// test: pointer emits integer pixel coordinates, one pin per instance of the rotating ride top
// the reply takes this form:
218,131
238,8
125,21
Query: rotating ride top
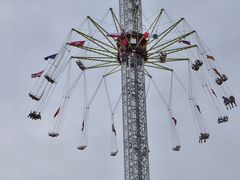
126,45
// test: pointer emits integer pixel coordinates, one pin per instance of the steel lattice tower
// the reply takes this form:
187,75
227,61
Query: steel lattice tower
136,160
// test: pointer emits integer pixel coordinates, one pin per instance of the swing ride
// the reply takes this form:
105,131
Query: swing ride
133,48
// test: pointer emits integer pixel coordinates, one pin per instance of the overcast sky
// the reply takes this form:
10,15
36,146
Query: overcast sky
33,29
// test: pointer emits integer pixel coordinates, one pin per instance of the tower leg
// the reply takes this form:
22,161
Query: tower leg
136,160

━━━━━━━━━━━━━━━━

> **The task**: From the line containing "the steel lattice tower" down to the last line, reproduce the records exactly. Include both ends.

> **Full output**:
// test: pointer emits integer pixel coordinates, one pin per instance of the steel lattice tower
// the reply takes this form:
187,75
227,61
Query: steel lattice tower
136,160
// test: pointer emits integer pixel coordinates, one pin per instance of the swing ride
// the reply takes this form:
105,131
Query: swing ride
133,48
// test: pointer emits integer pixel coordinates, one pin per instance of the overcast sky
// the reply takes this form:
10,15
36,146
Query: overcast sky
33,29
// test: pointer emits integer pixel coordinates, one pin per instance of the tower leg
// the reply takes this form:
22,161
Query: tower leg
136,160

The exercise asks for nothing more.